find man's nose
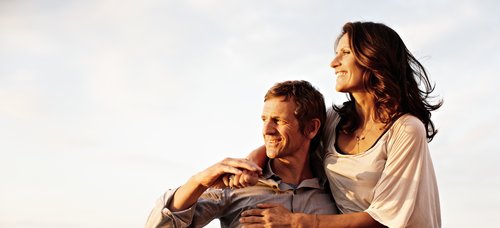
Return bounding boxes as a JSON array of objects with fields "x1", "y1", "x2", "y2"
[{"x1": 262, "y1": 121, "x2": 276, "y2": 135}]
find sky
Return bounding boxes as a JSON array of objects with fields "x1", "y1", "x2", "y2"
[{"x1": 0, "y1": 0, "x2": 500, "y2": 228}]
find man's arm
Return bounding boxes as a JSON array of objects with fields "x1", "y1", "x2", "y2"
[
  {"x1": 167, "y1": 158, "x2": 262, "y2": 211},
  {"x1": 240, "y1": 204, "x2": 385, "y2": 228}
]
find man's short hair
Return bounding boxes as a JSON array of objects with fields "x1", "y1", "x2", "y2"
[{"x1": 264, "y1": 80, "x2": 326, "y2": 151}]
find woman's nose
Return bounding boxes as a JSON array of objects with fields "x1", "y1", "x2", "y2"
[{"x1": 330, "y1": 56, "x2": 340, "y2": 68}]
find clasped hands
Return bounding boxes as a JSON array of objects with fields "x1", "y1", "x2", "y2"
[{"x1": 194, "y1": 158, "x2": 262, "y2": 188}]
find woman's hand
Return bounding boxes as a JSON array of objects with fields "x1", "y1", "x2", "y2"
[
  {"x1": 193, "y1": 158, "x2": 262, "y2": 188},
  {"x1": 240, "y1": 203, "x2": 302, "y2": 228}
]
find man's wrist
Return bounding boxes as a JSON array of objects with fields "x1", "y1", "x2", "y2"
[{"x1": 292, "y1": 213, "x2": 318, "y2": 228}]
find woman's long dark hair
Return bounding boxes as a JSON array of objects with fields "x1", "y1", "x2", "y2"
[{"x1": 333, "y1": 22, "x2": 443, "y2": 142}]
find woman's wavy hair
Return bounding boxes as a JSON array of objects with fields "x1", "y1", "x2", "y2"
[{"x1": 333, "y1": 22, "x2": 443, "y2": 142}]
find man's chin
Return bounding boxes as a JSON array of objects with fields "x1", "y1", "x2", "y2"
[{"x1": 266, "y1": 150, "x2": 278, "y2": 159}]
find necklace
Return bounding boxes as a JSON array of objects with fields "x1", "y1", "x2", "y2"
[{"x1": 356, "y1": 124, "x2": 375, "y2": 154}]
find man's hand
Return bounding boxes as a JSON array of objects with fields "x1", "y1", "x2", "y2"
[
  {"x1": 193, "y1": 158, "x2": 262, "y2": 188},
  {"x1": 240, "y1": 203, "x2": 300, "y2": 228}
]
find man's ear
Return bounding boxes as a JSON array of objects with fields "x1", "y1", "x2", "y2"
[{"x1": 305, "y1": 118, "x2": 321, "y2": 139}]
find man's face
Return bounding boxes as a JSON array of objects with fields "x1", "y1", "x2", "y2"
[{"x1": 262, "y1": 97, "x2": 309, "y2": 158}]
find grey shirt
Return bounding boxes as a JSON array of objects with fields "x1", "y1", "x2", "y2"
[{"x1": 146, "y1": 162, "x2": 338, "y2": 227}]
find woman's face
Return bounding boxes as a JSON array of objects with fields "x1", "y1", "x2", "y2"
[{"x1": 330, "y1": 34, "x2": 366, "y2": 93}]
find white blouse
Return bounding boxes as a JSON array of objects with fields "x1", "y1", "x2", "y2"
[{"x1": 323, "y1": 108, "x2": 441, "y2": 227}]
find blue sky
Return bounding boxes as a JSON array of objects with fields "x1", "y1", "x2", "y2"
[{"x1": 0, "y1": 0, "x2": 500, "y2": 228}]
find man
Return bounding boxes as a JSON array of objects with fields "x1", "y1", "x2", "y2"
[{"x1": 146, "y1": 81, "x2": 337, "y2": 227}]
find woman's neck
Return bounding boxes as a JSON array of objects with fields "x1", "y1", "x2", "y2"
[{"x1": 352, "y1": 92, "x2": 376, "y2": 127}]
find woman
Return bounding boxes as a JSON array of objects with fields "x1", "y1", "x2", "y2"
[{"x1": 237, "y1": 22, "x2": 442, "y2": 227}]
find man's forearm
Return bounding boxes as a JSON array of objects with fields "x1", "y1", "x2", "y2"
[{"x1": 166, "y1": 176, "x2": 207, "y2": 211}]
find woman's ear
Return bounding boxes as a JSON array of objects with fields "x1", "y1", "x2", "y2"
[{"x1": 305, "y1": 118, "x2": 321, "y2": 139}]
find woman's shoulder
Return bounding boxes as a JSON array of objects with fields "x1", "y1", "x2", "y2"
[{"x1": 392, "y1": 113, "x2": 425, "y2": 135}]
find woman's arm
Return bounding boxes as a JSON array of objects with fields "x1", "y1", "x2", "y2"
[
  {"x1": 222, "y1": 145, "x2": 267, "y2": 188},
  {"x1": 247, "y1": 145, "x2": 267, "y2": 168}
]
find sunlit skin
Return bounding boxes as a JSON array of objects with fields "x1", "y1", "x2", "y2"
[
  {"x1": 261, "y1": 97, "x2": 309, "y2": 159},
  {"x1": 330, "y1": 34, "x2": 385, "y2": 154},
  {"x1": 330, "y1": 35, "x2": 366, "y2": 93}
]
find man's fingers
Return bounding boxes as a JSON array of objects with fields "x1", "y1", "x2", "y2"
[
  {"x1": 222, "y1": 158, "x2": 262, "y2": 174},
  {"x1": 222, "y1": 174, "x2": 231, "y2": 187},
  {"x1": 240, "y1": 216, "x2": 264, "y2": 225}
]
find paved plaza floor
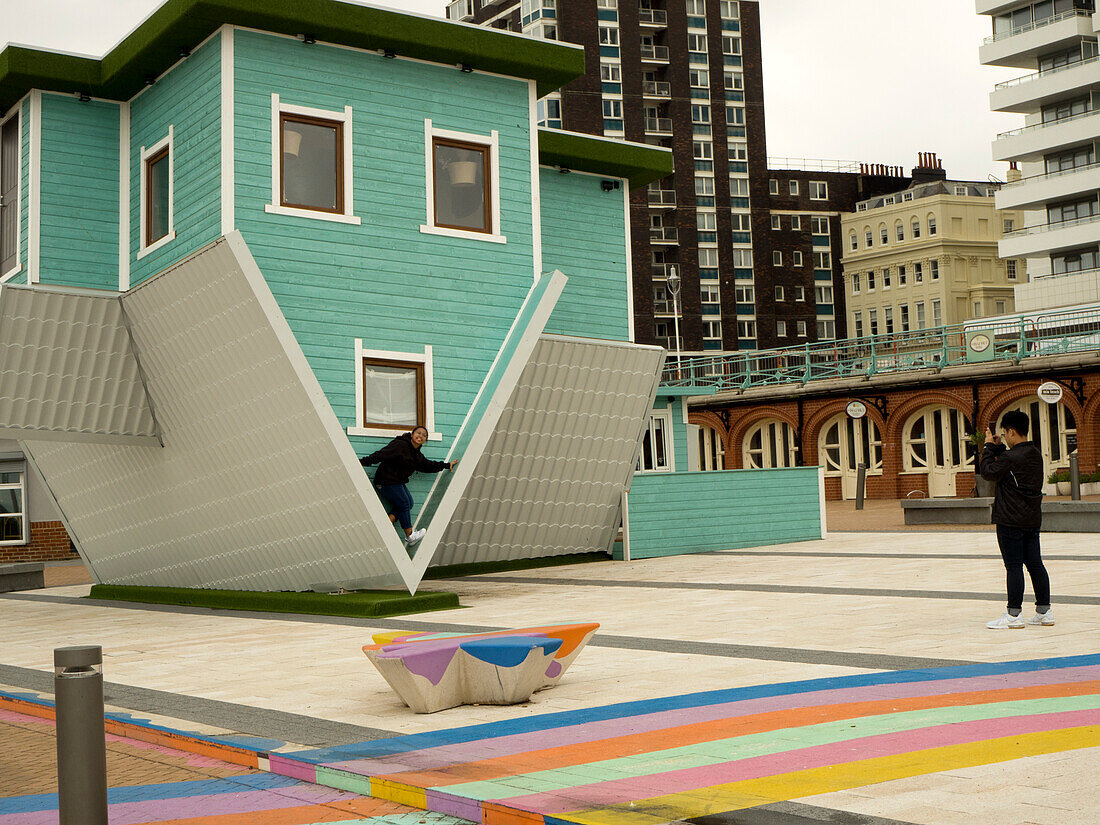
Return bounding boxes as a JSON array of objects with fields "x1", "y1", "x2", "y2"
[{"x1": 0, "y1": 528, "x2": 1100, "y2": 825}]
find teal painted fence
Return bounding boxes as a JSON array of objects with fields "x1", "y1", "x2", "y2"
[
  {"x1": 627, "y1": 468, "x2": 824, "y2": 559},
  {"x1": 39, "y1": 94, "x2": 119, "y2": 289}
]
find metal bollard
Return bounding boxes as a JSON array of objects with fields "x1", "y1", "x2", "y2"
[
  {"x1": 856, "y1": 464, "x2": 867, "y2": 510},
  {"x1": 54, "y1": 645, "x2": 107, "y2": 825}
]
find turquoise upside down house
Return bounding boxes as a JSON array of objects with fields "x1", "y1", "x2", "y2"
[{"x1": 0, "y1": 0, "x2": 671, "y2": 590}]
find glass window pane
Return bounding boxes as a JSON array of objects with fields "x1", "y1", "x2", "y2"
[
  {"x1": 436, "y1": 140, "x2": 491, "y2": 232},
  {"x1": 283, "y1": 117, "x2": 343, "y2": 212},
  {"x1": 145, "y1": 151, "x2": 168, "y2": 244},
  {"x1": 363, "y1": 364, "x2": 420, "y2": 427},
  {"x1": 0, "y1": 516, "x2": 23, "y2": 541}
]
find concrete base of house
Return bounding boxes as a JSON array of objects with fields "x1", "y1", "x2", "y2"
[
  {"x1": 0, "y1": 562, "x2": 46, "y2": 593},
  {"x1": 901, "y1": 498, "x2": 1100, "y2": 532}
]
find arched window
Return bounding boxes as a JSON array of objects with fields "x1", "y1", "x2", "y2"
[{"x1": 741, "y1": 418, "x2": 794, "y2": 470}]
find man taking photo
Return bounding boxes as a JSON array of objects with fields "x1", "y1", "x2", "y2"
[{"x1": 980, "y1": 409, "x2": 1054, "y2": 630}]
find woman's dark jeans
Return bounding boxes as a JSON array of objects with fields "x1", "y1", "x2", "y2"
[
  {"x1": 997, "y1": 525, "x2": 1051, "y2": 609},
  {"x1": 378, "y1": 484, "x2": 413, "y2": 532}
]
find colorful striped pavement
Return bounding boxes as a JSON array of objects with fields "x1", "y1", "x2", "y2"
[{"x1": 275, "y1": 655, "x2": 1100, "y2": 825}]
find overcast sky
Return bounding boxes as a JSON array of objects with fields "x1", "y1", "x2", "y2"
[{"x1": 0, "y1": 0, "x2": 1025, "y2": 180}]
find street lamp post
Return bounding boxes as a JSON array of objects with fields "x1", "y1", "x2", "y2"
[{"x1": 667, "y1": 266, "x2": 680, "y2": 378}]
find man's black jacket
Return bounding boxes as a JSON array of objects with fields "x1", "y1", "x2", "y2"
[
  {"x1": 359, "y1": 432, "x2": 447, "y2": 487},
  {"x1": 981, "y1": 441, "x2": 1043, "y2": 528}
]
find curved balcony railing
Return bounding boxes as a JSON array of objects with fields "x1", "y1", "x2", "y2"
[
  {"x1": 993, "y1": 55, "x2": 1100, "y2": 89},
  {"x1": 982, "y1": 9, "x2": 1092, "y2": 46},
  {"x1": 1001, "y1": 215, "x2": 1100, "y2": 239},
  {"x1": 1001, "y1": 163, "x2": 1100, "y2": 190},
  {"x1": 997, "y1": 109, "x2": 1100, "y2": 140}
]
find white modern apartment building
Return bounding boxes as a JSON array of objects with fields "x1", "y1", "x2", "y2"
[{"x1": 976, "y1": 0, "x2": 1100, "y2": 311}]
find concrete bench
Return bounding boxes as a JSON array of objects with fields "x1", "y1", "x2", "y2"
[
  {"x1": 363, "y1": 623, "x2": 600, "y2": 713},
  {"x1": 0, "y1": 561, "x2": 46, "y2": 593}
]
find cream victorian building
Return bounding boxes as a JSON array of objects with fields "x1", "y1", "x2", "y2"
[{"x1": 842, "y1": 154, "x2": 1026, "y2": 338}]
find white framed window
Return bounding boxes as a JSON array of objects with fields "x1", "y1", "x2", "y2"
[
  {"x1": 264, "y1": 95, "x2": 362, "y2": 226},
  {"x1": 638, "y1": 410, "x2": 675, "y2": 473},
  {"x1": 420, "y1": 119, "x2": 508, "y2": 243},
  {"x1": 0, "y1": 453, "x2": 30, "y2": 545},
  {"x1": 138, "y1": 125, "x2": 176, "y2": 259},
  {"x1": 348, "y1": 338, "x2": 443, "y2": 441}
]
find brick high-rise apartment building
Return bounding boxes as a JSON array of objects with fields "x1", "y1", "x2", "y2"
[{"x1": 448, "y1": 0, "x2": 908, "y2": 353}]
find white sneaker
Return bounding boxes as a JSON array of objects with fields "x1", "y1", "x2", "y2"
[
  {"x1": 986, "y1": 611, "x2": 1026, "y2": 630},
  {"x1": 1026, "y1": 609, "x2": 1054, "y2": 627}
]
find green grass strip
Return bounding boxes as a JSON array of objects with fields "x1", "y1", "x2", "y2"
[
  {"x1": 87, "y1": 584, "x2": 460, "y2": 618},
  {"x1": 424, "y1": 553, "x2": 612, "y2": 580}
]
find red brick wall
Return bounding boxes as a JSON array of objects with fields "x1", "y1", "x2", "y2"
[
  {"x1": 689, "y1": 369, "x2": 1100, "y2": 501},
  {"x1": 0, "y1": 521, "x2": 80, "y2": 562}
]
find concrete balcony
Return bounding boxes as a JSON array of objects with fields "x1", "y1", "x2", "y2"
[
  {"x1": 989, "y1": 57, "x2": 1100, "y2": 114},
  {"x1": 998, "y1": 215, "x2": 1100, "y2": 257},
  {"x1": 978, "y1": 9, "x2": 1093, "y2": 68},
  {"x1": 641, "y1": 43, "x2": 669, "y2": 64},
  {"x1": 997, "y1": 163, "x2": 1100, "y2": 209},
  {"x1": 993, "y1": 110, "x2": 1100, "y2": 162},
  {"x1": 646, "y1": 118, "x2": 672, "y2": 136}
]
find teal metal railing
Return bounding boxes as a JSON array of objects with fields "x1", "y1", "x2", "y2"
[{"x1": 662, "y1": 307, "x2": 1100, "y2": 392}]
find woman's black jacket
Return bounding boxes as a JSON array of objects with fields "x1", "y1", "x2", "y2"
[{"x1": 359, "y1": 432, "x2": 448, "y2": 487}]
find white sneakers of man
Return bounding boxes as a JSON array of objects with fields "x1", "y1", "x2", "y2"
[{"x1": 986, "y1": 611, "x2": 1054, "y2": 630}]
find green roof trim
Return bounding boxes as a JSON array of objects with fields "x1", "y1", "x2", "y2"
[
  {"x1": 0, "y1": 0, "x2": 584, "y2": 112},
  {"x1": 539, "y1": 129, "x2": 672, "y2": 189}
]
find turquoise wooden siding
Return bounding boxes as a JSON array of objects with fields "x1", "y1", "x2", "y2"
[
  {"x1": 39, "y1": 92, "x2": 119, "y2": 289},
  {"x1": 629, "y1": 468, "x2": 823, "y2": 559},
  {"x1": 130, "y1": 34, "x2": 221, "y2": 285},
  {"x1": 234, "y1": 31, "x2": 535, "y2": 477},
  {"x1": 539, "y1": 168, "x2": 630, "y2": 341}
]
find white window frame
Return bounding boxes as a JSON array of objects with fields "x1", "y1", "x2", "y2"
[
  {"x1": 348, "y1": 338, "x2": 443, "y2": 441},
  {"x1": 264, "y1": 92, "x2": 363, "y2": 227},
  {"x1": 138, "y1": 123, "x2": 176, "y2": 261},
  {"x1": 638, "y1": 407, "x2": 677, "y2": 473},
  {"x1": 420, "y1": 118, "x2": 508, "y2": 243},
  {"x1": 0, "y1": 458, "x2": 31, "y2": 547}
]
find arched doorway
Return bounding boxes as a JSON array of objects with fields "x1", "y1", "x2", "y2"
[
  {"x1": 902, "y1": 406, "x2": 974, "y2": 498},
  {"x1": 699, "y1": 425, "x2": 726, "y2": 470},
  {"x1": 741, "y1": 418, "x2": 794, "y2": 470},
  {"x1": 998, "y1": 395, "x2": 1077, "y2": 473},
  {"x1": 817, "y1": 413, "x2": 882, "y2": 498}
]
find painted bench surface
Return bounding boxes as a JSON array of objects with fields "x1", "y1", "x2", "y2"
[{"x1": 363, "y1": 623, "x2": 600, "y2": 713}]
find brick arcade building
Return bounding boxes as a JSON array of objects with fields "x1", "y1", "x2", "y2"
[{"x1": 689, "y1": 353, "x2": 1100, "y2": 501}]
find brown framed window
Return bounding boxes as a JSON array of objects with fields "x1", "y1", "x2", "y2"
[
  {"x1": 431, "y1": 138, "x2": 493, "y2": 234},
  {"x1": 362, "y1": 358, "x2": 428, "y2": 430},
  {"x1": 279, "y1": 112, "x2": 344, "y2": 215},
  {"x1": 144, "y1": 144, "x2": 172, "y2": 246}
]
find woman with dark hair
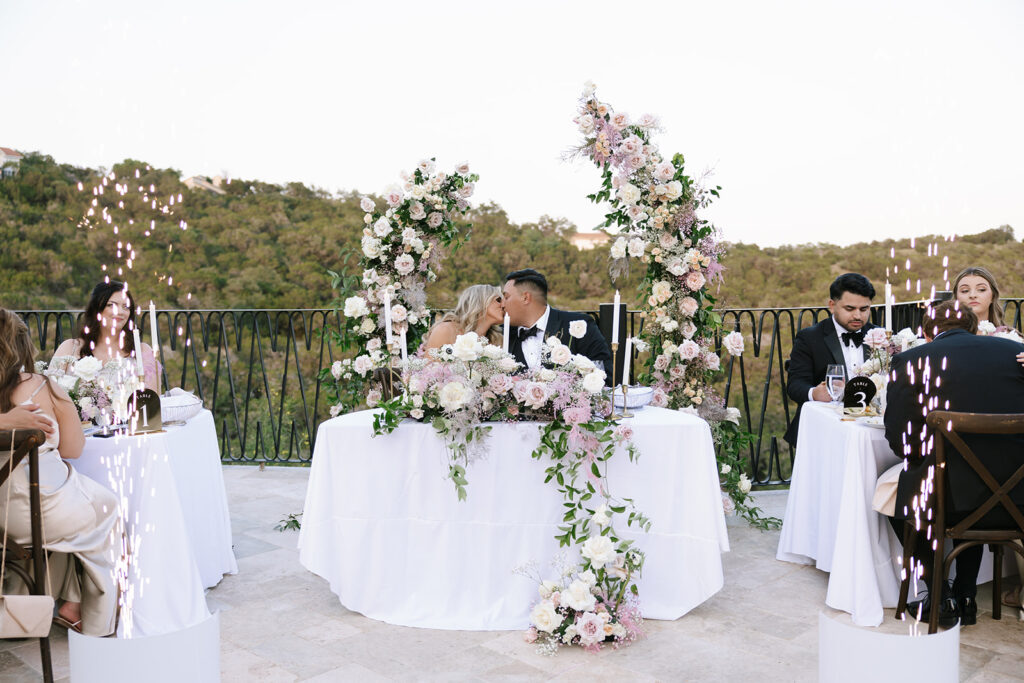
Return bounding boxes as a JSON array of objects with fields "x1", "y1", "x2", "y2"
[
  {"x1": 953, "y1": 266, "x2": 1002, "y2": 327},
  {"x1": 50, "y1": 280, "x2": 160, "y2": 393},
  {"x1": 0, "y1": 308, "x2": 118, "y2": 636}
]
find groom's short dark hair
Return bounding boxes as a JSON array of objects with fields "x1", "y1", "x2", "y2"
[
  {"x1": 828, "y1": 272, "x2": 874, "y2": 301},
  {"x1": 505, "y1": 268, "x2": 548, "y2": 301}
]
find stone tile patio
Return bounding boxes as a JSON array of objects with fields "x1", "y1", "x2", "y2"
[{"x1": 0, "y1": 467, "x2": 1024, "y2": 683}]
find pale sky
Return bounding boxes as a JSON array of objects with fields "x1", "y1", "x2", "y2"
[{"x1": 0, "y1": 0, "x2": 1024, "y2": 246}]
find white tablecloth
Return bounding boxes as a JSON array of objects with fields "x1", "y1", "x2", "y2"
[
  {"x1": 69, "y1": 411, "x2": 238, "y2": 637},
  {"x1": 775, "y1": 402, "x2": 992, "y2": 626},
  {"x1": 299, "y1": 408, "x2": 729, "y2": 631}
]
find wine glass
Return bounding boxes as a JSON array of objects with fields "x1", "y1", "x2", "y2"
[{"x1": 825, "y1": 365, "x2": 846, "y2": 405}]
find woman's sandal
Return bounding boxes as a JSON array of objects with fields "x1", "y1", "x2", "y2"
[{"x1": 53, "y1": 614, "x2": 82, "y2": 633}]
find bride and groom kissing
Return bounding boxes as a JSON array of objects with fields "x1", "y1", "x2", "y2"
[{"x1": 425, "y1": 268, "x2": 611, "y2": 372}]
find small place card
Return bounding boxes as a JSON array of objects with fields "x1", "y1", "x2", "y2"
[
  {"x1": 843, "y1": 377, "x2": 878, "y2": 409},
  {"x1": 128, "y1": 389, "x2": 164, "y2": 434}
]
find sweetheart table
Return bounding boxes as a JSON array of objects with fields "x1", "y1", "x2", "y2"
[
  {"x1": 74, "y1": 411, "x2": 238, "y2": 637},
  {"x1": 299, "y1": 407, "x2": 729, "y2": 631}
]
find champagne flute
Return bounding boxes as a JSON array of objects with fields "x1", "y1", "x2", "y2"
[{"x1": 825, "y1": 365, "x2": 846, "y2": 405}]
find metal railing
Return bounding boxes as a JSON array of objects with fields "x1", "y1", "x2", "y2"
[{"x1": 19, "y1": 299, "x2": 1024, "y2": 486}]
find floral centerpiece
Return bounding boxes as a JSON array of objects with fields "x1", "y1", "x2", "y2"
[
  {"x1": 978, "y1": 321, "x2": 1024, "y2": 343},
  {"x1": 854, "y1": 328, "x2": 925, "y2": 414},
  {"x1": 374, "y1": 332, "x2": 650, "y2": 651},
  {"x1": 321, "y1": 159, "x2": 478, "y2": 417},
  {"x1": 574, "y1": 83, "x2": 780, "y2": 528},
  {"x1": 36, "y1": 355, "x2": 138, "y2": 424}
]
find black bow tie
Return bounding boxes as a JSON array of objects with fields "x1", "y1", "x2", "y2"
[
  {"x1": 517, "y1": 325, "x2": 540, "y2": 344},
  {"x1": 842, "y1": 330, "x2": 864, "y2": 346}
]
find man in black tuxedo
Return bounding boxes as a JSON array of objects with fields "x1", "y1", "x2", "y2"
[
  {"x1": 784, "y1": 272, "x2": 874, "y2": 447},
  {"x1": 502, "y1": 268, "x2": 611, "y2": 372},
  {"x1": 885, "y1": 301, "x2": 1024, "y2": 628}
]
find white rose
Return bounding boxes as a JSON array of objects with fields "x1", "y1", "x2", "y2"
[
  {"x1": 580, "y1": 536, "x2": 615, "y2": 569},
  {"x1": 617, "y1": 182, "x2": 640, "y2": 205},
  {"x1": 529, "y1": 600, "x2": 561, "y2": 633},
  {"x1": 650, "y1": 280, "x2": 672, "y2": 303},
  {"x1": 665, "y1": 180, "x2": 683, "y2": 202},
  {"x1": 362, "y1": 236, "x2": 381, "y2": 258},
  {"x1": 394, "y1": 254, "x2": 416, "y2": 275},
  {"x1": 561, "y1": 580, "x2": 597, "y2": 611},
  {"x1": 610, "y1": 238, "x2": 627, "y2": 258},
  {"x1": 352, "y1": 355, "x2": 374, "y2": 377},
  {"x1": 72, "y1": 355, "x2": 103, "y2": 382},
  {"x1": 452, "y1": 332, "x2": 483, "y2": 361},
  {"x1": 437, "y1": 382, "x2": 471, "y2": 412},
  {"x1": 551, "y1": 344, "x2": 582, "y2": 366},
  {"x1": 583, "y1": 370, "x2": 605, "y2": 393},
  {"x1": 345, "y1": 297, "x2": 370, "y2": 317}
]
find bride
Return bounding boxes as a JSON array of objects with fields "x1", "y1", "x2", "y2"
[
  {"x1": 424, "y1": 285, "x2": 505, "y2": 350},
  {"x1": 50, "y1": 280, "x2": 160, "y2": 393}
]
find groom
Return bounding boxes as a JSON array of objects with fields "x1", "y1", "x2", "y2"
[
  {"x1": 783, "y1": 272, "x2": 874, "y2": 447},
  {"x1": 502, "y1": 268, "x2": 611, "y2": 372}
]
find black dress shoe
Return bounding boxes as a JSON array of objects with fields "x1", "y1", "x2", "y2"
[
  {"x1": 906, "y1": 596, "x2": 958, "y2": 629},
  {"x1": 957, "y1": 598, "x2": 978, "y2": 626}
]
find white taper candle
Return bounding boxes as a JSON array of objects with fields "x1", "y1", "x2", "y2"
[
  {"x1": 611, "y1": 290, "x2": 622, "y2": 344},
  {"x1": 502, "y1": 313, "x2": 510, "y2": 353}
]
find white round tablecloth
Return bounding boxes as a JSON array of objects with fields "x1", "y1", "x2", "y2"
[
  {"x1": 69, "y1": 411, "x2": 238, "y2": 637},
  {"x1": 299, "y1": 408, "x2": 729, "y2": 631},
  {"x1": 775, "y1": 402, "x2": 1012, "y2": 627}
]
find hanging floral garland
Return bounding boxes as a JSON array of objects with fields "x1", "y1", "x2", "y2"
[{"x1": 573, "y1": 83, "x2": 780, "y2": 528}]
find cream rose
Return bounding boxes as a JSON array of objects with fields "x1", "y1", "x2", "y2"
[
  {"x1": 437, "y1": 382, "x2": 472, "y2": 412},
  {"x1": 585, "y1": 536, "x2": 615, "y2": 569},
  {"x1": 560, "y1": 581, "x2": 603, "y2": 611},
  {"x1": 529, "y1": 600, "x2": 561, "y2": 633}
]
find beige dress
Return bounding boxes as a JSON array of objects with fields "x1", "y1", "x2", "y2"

* _Exercise description_:
Locate every line in the items above that contains the word "bride" and copy each of those lines.

* _Reply_:
find bride and groom kissing
find bride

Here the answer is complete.